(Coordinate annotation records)
- - - -
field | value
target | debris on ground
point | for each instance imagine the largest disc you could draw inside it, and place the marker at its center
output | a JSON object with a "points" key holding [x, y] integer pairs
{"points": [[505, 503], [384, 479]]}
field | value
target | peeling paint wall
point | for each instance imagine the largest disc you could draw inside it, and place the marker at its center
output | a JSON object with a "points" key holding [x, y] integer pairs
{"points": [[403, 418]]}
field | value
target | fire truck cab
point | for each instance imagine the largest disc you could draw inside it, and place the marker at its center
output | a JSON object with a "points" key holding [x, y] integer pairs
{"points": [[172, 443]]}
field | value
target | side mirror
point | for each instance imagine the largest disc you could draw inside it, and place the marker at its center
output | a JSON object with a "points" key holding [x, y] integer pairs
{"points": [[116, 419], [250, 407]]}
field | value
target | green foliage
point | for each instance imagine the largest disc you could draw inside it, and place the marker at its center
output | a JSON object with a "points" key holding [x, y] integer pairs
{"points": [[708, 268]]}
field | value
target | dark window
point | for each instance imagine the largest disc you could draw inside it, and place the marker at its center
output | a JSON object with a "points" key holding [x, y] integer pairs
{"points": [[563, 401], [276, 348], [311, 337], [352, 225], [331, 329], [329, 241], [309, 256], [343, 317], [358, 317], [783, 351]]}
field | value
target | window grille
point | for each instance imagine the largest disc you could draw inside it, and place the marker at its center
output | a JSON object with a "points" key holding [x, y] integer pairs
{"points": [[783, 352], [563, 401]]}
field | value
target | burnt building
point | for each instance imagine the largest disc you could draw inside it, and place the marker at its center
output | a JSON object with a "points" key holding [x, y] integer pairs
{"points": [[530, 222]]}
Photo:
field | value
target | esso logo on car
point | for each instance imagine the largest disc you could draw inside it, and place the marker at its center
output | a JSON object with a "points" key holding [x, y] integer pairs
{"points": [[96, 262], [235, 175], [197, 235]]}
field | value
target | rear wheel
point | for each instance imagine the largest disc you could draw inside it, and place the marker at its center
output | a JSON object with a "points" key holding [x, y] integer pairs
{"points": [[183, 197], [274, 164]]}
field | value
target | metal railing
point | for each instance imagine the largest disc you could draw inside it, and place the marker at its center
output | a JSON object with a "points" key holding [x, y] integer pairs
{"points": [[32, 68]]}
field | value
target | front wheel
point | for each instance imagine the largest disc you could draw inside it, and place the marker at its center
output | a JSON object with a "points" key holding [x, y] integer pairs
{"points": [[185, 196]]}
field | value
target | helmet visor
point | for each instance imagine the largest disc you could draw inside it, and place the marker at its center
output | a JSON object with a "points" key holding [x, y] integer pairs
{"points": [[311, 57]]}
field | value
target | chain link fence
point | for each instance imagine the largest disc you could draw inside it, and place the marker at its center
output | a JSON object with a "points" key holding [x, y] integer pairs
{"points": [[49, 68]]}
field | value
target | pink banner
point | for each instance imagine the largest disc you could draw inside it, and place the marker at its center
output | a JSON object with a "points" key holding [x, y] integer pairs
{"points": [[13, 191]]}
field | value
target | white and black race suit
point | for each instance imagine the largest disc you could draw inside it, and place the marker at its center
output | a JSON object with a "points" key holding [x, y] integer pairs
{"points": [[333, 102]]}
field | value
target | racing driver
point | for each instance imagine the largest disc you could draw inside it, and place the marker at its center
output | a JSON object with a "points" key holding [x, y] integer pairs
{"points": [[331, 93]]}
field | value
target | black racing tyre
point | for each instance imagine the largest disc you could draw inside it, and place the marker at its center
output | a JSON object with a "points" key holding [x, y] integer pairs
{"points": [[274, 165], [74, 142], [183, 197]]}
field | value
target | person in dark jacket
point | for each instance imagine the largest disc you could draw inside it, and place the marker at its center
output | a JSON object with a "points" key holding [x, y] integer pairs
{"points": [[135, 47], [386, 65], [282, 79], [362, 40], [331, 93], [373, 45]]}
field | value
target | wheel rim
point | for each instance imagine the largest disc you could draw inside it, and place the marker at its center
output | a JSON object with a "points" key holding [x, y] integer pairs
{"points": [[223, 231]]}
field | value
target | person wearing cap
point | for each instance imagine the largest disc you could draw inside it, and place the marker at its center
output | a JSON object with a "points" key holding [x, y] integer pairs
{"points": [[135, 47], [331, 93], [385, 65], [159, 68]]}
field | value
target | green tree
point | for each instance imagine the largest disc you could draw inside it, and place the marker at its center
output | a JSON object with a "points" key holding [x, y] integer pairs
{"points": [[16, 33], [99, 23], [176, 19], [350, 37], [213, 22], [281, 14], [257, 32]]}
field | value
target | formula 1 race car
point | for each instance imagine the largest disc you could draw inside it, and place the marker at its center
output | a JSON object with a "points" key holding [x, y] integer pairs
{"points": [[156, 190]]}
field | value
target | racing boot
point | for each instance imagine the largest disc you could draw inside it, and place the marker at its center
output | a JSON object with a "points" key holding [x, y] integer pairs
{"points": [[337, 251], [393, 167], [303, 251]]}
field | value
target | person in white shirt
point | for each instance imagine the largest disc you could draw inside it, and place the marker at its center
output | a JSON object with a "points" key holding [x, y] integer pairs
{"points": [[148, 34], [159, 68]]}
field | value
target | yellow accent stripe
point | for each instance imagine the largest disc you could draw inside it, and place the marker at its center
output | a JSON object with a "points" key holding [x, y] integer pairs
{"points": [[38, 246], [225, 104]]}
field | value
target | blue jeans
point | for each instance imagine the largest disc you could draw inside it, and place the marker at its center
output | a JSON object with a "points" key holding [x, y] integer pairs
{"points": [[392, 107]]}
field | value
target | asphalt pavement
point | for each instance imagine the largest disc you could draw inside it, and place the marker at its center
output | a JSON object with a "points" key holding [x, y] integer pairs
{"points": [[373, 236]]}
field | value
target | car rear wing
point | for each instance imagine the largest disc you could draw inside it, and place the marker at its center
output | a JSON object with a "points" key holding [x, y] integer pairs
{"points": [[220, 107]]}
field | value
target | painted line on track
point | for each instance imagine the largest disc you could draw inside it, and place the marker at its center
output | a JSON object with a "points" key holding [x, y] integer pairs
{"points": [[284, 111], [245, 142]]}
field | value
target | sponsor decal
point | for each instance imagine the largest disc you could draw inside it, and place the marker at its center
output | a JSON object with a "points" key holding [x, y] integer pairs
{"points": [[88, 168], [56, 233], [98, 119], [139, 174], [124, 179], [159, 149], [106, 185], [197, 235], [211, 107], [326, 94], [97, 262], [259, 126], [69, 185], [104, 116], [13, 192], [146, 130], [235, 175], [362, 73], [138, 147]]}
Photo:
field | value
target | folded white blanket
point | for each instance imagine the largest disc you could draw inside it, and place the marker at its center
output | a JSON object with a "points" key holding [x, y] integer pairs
- - - -
Brief →
Identify every line in the records above that contains the string "rear", and copy each of those lines in full.

Exercise output →
target | rear wheel
target | car rear wing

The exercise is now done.